== About this task ==
Exactly reproduce the lines from the line that has "Pick out the orange" down to the last line of the entries, inclusive.

(Source data)
—————

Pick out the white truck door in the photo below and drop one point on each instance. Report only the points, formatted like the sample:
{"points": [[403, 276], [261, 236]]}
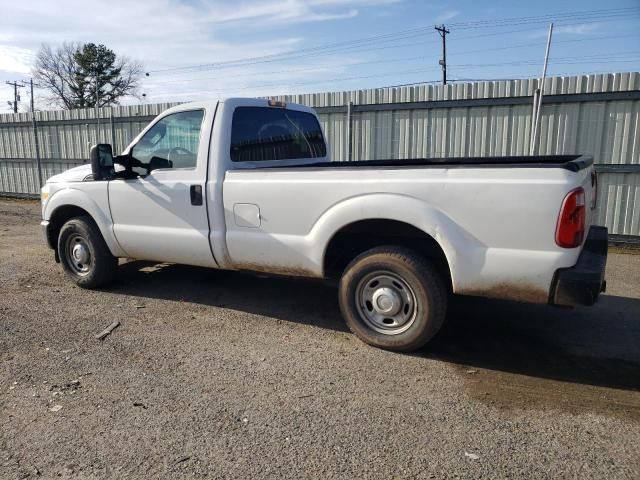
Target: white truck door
{"points": [[161, 215]]}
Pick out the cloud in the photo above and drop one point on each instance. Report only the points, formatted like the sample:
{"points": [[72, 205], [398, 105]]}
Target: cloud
{"points": [[448, 15], [169, 33]]}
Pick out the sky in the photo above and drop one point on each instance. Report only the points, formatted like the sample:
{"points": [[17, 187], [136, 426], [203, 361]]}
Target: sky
{"points": [[197, 49]]}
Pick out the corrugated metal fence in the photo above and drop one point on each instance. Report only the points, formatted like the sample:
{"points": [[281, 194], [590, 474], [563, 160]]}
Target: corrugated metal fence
{"points": [[595, 114]]}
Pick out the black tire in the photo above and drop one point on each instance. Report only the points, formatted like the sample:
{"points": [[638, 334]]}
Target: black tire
{"points": [[423, 304], [100, 266]]}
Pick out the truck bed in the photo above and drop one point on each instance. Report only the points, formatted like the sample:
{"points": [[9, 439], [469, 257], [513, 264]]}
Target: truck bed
{"points": [[573, 163]]}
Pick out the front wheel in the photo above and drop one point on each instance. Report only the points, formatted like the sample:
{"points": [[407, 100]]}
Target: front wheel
{"points": [[393, 298], [84, 254]]}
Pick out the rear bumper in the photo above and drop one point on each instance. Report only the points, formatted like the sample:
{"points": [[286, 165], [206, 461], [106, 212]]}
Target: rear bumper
{"points": [[582, 283]]}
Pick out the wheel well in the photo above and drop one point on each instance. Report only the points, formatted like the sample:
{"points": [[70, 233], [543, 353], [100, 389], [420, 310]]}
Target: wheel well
{"points": [[59, 217], [356, 238]]}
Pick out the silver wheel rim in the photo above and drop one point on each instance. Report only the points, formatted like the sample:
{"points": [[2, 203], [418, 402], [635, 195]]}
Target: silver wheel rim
{"points": [[386, 302], [78, 254]]}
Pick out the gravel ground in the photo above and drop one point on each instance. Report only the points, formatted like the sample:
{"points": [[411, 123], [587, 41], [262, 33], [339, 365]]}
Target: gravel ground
{"points": [[226, 375]]}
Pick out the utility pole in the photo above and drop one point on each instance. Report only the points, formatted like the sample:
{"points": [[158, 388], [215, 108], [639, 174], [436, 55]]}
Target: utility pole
{"points": [[34, 126], [443, 61], [16, 97]]}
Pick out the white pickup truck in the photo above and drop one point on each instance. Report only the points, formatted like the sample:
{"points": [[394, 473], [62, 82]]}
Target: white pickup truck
{"points": [[246, 184]]}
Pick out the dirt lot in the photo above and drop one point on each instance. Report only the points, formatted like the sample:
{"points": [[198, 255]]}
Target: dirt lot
{"points": [[226, 375]]}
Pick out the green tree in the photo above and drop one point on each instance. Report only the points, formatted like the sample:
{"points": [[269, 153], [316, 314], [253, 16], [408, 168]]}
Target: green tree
{"points": [[85, 76]]}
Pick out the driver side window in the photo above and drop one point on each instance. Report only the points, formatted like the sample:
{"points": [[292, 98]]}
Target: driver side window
{"points": [[171, 143]]}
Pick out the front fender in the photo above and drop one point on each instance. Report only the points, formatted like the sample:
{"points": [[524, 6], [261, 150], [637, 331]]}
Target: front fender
{"points": [[462, 250], [93, 198]]}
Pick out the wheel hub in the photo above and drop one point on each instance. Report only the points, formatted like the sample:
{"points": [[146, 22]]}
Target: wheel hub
{"points": [[80, 253], [386, 301]]}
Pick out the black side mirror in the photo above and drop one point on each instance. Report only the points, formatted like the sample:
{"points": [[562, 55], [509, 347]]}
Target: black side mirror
{"points": [[101, 157]]}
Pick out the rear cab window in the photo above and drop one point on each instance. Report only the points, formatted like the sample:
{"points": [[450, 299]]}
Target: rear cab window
{"points": [[268, 133]]}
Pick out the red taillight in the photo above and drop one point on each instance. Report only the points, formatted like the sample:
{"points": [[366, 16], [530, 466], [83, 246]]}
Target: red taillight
{"points": [[570, 229]]}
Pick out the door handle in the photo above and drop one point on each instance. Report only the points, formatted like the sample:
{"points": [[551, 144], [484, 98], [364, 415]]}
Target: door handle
{"points": [[195, 192]]}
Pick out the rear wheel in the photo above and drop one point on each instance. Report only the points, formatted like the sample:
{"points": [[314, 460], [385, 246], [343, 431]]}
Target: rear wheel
{"points": [[84, 255], [393, 298]]}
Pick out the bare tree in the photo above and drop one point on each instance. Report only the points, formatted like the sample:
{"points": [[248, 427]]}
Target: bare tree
{"points": [[85, 76]]}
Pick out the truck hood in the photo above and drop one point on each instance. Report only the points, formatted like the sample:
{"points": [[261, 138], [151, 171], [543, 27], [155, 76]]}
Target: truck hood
{"points": [[75, 174]]}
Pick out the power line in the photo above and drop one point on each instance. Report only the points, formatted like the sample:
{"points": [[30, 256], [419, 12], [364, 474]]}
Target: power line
{"points": [[442, 30], [216, 75], [596, 16]]}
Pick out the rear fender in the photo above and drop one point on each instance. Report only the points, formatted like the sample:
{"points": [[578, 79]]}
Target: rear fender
{"points": [[462, 250]]}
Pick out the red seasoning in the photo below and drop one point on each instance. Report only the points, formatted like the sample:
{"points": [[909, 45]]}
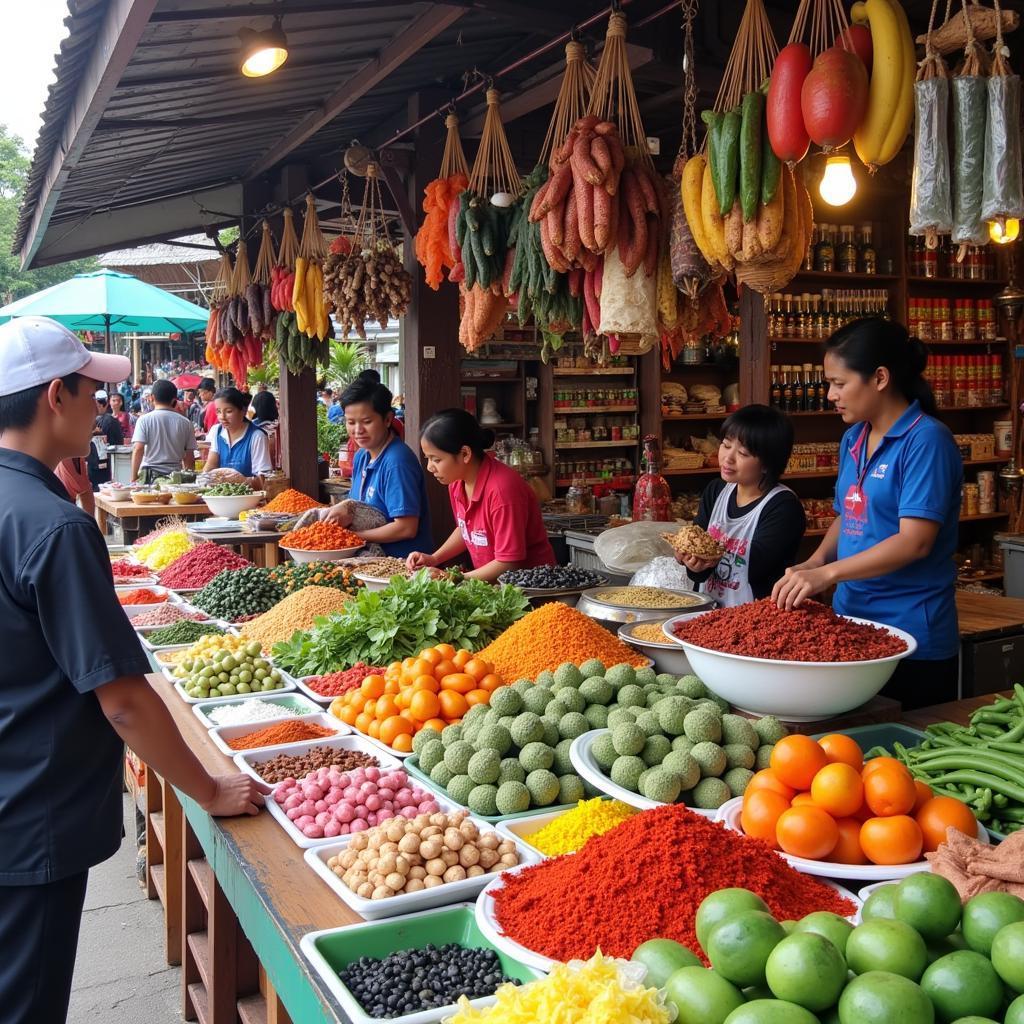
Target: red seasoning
{"points": [[810, 633]]}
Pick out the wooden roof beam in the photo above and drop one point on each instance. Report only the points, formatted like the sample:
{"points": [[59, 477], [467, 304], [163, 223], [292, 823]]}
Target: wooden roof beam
{"points": [[406, 44]]}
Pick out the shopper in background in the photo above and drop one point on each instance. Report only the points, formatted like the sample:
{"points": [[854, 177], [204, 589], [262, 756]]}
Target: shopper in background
{"points": [[386, 473], [498, 516], [124, 418], [236, 442], [890, 551], [164, 440], [73, 687], [758, 521]]}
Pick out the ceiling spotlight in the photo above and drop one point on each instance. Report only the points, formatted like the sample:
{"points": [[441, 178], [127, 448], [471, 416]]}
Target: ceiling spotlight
{"points": [[263, 52]]}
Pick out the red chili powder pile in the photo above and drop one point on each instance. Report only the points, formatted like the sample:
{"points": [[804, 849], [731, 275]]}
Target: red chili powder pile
{"points": [[644, 880], [810, 633]]}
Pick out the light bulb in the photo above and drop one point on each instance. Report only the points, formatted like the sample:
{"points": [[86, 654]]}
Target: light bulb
{"points": [[1006, 232], [838, 183]]}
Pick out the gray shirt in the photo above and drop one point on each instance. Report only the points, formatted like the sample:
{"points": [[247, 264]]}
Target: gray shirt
{"points": [[168, 437]]}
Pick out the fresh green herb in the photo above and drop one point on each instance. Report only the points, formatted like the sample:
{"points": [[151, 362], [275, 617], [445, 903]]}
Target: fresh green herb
{"points": [[380, 627]]}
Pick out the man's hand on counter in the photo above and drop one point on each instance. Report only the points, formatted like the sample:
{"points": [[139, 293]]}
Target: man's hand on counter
{"points": [[236, 795]]}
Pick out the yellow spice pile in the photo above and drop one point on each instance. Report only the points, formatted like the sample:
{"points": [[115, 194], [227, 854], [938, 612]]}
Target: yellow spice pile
{"points": [[296, 611]]}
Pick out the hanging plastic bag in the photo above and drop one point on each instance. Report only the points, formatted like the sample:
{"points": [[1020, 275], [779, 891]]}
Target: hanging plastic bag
{"points": [[1004, 192], [629, 305], [970, 114], [931, 205]]}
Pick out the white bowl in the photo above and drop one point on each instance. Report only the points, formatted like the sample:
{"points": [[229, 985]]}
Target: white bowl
{"points": [[798, 691], [582, 756], [729, 814], [320, 556], [231, 505]]}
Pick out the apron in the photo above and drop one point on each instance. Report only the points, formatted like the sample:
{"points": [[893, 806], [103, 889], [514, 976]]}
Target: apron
{"points": [[729, 582]]}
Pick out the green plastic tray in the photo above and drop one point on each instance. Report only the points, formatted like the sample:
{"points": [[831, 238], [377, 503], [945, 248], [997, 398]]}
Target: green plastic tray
{"points": [[412, 766], [887, 733], [331, 951]]}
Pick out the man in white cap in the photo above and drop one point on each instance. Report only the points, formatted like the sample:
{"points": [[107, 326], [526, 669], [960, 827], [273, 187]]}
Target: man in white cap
{"points": [[73, 687]]}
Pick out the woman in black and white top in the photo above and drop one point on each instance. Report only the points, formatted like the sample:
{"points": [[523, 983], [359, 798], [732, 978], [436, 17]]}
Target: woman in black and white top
{"points": [[759, 521]]}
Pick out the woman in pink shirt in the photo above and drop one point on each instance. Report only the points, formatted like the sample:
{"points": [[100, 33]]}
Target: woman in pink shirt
{"points": [[498, 517]]}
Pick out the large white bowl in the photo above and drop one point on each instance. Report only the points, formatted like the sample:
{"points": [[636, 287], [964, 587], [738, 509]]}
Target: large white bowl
{"points": [[798, 691], [729, 814], [320, 556], [231, 505]]}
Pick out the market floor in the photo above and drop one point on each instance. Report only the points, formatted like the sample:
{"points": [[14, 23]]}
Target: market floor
{"points": [[121, 976]]}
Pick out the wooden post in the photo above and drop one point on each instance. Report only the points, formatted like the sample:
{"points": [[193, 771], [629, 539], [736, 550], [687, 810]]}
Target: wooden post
{"points": [[430, 353]]}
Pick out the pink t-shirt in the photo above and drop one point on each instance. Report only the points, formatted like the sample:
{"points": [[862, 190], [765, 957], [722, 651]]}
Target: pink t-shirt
{"points": [[503, 521]]}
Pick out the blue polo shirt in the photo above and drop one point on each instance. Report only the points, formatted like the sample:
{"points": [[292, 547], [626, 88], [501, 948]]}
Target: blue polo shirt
{"points": [[64, 636], [915, 472], [394, 483]]}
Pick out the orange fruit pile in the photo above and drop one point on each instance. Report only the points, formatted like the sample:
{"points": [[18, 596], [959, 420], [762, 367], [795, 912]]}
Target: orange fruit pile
{"points": [[820, 801], [434, 688]]}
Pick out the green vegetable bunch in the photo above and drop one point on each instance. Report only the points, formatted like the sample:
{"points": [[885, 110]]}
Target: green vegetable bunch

—————

== Answer space ==
Pick out the orange fruit pile in the photo above and drop one point on each instance. Report only the points, formatted like the sample:
{"points": [[18, 596], [959, 420], [762, 367], [795, 912]]}
Target: orange fruit pile
{"points": [[820, 801], [434, 688]]}
Pick out the green vegetable bunch in the photo above and drop one point on each instance. Report only the points, formatted like the sample:
{"points": [[885, 110]]}
Target: green vegetable bunch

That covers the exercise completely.